[Saved data entries]
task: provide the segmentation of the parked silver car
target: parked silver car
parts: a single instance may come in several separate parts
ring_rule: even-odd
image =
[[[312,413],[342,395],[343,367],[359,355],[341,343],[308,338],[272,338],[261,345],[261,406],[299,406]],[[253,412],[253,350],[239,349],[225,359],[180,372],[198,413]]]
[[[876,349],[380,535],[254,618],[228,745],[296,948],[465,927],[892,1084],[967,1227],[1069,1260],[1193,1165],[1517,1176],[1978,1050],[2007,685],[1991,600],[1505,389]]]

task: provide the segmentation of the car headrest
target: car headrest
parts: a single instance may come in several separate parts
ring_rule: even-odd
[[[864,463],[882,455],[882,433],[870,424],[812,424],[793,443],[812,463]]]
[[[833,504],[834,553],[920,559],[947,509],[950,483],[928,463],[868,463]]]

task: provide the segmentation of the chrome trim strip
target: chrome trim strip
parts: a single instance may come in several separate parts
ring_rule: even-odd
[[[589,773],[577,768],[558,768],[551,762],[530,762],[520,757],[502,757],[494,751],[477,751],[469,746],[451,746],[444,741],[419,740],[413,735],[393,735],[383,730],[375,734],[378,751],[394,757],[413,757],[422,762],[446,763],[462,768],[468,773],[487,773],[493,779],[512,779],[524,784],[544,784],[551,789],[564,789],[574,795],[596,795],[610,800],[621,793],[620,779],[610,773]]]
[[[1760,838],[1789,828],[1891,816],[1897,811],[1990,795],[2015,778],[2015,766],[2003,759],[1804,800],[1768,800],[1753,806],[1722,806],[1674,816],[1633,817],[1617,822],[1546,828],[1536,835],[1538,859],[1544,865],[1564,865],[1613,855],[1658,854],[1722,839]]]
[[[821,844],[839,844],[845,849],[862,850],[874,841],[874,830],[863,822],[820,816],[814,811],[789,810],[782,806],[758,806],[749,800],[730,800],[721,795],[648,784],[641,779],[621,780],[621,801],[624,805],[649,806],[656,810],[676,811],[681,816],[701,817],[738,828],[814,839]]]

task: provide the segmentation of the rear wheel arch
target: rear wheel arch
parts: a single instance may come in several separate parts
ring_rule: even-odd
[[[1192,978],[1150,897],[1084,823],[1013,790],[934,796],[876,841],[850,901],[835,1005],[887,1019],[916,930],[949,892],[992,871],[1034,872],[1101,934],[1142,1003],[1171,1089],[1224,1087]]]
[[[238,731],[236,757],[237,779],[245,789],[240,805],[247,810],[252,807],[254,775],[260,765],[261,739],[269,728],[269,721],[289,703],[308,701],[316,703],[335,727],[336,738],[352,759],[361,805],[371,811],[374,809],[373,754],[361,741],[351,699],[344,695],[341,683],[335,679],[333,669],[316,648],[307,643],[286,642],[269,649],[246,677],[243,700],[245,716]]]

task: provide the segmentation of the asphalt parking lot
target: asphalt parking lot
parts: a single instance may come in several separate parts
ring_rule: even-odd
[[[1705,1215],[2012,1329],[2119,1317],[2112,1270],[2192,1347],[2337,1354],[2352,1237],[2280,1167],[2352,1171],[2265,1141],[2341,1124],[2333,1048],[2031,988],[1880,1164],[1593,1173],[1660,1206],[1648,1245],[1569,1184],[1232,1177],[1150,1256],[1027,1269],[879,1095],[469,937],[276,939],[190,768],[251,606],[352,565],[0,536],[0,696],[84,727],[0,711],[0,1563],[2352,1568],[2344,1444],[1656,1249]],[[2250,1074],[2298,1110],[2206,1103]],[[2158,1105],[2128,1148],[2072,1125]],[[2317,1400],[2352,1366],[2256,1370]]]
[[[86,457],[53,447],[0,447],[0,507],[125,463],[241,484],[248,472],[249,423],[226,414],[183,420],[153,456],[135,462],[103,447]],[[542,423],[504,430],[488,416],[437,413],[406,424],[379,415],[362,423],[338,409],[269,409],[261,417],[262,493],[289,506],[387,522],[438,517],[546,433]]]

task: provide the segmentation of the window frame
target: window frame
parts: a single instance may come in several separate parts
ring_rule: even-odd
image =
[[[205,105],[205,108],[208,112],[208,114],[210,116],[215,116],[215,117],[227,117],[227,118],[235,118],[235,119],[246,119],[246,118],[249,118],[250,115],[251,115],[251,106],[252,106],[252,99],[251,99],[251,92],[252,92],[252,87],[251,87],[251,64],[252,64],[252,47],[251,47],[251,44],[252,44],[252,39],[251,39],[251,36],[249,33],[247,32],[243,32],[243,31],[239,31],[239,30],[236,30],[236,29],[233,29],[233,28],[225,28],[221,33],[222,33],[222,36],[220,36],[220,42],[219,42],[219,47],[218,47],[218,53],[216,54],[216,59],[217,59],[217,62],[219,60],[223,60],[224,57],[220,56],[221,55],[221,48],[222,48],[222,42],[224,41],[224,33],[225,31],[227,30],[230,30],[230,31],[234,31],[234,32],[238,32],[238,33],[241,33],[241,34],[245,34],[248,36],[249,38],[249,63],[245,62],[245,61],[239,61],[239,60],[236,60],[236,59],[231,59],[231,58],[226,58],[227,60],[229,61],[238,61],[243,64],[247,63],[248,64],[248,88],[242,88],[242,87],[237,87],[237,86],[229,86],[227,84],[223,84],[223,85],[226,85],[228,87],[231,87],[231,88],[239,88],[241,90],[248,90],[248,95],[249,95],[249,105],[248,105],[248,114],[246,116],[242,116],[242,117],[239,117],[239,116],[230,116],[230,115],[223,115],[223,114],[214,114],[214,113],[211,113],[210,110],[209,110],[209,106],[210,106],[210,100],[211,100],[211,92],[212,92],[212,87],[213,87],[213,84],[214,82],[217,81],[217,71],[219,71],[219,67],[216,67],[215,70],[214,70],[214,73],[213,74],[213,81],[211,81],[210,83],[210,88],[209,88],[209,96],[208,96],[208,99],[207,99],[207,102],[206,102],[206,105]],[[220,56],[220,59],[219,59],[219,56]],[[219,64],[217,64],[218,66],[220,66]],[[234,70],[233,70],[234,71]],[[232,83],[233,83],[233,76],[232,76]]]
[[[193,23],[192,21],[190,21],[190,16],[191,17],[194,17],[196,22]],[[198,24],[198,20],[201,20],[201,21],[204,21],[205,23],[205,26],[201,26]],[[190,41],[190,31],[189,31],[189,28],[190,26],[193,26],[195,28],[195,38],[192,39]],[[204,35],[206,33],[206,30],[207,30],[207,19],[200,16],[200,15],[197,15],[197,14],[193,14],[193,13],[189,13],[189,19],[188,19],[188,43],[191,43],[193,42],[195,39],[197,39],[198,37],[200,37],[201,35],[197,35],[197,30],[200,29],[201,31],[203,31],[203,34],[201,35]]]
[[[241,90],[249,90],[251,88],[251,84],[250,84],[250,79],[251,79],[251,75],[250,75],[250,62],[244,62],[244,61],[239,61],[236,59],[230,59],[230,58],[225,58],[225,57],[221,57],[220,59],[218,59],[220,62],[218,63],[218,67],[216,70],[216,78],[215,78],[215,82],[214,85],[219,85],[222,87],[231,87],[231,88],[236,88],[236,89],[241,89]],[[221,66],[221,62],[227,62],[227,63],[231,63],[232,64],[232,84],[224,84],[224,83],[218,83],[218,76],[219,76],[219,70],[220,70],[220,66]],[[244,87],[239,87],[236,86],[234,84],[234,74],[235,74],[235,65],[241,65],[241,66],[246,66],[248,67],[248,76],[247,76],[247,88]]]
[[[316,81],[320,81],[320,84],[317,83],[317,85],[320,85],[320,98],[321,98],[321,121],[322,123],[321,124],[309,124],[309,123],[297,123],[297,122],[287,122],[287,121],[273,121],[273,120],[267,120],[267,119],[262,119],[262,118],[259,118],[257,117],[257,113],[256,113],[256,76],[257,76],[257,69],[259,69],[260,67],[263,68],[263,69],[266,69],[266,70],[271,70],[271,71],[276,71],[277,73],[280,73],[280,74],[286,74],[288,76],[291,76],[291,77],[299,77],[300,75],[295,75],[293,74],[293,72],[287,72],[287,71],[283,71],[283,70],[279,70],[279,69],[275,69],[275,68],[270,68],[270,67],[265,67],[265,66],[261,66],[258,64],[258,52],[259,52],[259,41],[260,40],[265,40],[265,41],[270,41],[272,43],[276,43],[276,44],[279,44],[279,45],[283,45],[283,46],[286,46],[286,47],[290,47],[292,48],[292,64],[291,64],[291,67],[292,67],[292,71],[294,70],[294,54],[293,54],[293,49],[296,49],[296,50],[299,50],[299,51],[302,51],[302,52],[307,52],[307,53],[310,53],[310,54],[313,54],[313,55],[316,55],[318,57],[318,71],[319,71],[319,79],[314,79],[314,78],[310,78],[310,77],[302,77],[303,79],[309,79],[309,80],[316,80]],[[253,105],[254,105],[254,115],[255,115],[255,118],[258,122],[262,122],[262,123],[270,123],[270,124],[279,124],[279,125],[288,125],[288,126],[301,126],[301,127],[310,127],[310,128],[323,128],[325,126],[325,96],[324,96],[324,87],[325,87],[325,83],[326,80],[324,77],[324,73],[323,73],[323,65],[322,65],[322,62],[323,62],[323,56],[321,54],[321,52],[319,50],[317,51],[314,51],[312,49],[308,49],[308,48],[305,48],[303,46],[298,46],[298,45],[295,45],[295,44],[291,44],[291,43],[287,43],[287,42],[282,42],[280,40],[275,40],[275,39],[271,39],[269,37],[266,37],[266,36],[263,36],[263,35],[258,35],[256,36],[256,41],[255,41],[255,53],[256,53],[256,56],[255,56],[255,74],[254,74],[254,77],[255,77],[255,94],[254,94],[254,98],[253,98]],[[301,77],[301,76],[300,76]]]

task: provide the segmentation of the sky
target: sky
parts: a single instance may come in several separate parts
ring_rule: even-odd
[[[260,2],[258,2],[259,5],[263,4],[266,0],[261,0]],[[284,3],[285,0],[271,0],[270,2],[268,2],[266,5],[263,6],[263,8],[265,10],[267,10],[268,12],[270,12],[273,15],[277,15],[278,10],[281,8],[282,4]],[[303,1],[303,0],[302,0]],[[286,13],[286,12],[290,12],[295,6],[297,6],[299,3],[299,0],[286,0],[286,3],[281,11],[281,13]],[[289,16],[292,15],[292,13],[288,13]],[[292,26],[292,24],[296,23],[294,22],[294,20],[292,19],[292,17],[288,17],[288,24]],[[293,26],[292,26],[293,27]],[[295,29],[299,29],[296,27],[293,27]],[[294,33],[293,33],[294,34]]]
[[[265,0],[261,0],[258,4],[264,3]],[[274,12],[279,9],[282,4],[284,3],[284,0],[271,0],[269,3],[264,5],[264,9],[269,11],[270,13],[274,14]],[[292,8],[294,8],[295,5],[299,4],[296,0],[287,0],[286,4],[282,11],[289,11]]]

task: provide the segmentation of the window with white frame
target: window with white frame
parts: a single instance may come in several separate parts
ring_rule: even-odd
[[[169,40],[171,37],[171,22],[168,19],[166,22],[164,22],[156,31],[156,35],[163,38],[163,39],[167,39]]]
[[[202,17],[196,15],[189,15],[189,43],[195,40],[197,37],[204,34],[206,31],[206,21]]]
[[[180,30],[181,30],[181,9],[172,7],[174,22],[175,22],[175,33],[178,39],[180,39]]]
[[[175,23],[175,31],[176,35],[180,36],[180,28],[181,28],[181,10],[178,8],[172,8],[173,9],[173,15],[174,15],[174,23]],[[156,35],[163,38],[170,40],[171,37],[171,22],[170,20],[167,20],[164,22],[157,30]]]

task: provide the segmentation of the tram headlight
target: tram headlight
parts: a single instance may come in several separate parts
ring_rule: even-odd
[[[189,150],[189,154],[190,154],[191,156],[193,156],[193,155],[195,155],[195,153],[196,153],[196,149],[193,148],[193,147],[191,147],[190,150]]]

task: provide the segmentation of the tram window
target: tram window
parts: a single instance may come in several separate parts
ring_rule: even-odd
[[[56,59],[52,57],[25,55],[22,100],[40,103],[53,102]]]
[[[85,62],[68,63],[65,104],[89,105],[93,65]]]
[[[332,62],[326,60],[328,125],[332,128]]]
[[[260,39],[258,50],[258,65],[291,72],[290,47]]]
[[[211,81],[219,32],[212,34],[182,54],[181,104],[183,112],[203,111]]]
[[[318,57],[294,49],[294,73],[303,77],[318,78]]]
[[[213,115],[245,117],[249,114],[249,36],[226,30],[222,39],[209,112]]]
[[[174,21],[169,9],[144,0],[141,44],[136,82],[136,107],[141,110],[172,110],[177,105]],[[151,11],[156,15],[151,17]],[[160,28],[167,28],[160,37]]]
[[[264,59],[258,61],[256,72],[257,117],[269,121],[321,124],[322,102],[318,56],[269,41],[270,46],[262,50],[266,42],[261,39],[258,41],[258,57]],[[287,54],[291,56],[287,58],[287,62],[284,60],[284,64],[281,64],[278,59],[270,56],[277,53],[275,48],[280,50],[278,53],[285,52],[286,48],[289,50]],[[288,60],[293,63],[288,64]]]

Exercise directions
Starting from the line containing "task: provide the segmentation of the tram headlight" and ending with the final line of the data, reproduce each line exactly as it appears, including no other lines.

Problem solution
task: provide the segmentation of the tram headlight
target: tram headlight
parts: a single instance may come in several separate parts
ring_rule: even-odd
[[[189,150],[189,154],[190,154],[191,156],[193,156],[193,155],[195,155],[195,153],[196,153],[196,149],[193,148],[193,147],[191,147],[190,150]]]

task: provide the segmentation of the tram window
target: tram window
parts: a single instance may come in several separate parts
ring_rule: even-odd
[[[56,59],[52,57],[25,55],[22,100],[40,103],[53,102]]]
[[[85,62],[68,63],[65,104],[89,105],[93,65]]]
[[[332,62],[326,60],[328,125],[332,128]]]
[[[260,39],[258,50],[258,65],[291,72],[290,47]]]
[[[211,81],[219,32],[212,34],[182,54],[181,104],[183,112],[203,111]]]
[[[318,57],[294,49],[294,73],[303,77],[318,78]]]
[[[213,115],[245,117],[249,114],[249,36],[226,30],[222,39],[209,112]]]
[[[174,21],[169,9],[144,0],[141,44],[136,82],[136,107],[141,110],[172,110],[177,105]],[[151,11],[156,15],[151,17]],[[160,28],[167,28],[160,37]]]
[[[264,59],[258,61],[256,72],[257,117],[269,121],[321,124],[322,102],[318,56],[269,41],[270,46],[262,50],[266,42],[261,39],[258,41],[258,57]],[[287,54],[291,56],[287,58],[287,62],[284,60],[284,64],[281,64],[278,59],[270,56],[277,53],[275,48],[280,50],[278,53],[285,52],[286,48],[289,50]],[[288,60],[293,63],[288,64]]]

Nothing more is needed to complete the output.